- _REQUIREMENTS_:
a: According to the Frac Focus write-up, what string do many Three Forks well names historically contain?
b: Please copy everything in the Frac Focus write-up from "tst1 <- my_data" down to "you can do.".

How does our operator list look? This should be our original operator, so if you want a quick way to figure that out, this is a good source.
operator <- my_data %>% select(OperatorName, API) %>% distinct() %>% group_by(OperatorName) %>% count() %>% arrange(desc(n))
Figure 5: Frac Focus North Dakota/Montana Operator Well Count
Seems to be farily respresentative coverage of the group.
While we don’t have reservoir names, we can figure out some of them by using text searching. Historically, many Three Forks well names have the string “TF” in them, so I will search for these locations. I can locate these wells, and then create a contour map of vertical depth.
tst1 <- my_data %>% filter(grepl('TF', WellName)) %>% filter(!is.na(TVD)) %>% select(API,TVD, Latitude, Longitude) %>% distinct()
This results in roughly 1500 wells, which is sufficient enough for mapping purposes.
Figure 6: Three Forks TVD from Frac Focus
The main things I want to grab from this data is total frac fluid used, proppant, and then see if I can split the proppant into different subcomponents. This data is quite extensive and you can spend forever getting as granular as you like (20/40, Ottawa, etc.), but I will just be showing a few things you can do.
To get the water used, you just need the TotalWaterBaseVolume. However, in the broader scheme, I care about four columns, TotalWaterBaseVolume, Purpose, IngredientName, and PercentHFJob. With these I can calculate total proppant.
water <- my_data %>% filter(grepl('BASE', toupper(Purpose))| grepl('CARRIER', toupper(Purpose))| toupper(Purpose) == 'WATER') %>% filter(nchar(Purpose) <= 100) %>% filter(!grepl('Oil', Purpose)) %>% group_by(API) %>% filter(PercentHFJob == max(PercentHFJob)) %>% ungroup() %>% filter(PercentHFJob >= 70)%>% filter(PercentHFJob < 100) water2 <- my_data %>% filter(!API %in% water$API) %>% filter(grepl('WATER', toupper(IngredientName))) %>% group_by(API) %>% filter(PercentHFJob == max(PercentHFJob)) %>% ungroup() %>% filter(PercentHFJob >= 70)%>% filter(PercentHFJob < 100) water <- water %>% rbind(water2)
What you need to do is look for Base or Carrier fluid, as this usually corresponds to to the TotalWaterBaseVolume column. I then remove one of the results, and then filter so that I find the value with the highest possible PercentHFJob. I then want to eliminate low values too. This leaves me with a sample set of around 8722 wells, which is somewhere around 75% of the well sample.
To fill it out (since I am missing a good portion), I am going to just look for Water in the IngredientName and perform a similar filter, hoping that this is sufficient. My total well count is now up to 10,291, or ~88%.
From a simplicity perspective, we will just assume that the remaining slurry is majority sand + other random chemicals/additives. For the most part, it is usually just sand.
water <- water %>% mutate(Sand = 100-PercentHFJob) %>% mutate(proppant = TotalBaseWaterVolume/(PercentHFJob/100)*8.33*(Sand/100))%>% filter(proppant > 500000) %>% filter(proppant < 40000000)
This leaves me with approximately 10,046 wells with proppant and water data, or a pretty large portion of the wells in the state. That is pretty much the last step for basic proppant calculation. If I wanted to get more granular, I have to define text rules for individual proppant lines and it is very time consuming and arduous, so outside the scope of this insight.
We can do other things like text searching and aggregating to estimate various things. For example, we can scope out who has been supplying sand over time on the frac jobs.
Figure 7: Total Sand Deliveries (Estimate) from Frac Focus Data
Or which operators have been using most sand per well…..
Figure 8: Total Sand by Operator
Thanks for reading. Hope you enjoyed this summary and maybe learned a thing or two.

- _GIVEN DATA_:
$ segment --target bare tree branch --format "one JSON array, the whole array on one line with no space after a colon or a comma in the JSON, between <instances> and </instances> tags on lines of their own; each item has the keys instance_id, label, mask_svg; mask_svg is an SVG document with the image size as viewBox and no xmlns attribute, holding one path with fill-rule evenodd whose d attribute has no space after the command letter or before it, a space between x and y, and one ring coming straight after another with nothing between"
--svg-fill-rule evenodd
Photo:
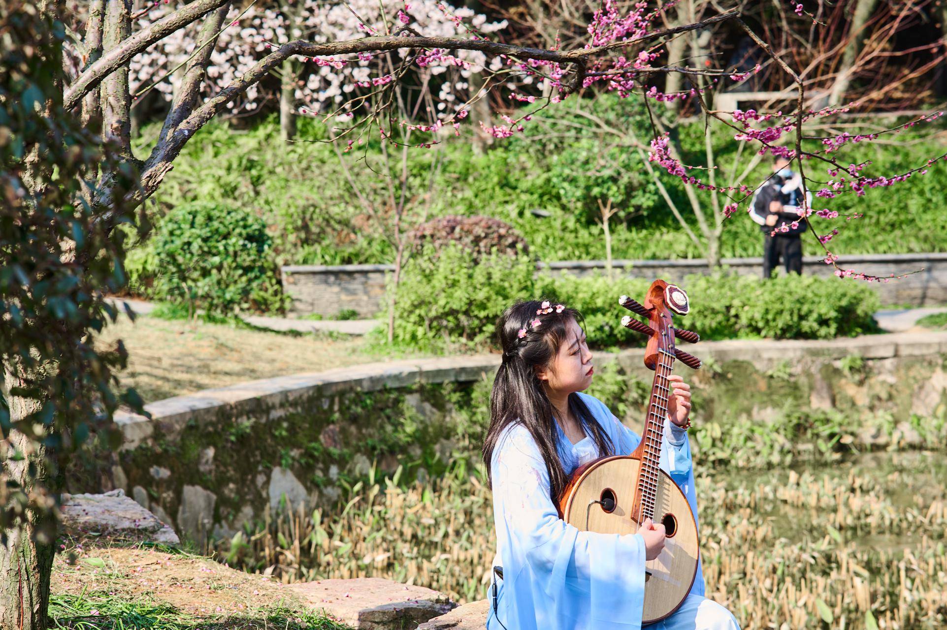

- _EXERCISE ANSWERS_:
a: The string "TF".

b:
tst1 <- my_data %>% filter(grepl('TF', WellName)) %>% filter(!is.na(TVD)) %>% select(API,TVD, Latitude, Longitude) %>% distinct()
This results in roughly 1500 wells, which is sufficient enough for mapping purposes.
Figure 6: Three Forks TVD from Frac Focus
The main things I want to grab from this data is total frac fluid used, proppant, and then see if I can split the proppant into different subcomponents. This data is quite extensive and you can spend forever getting as granular as you like (20/40, Ottawa, etc.), but I will just be showing a few things you can do.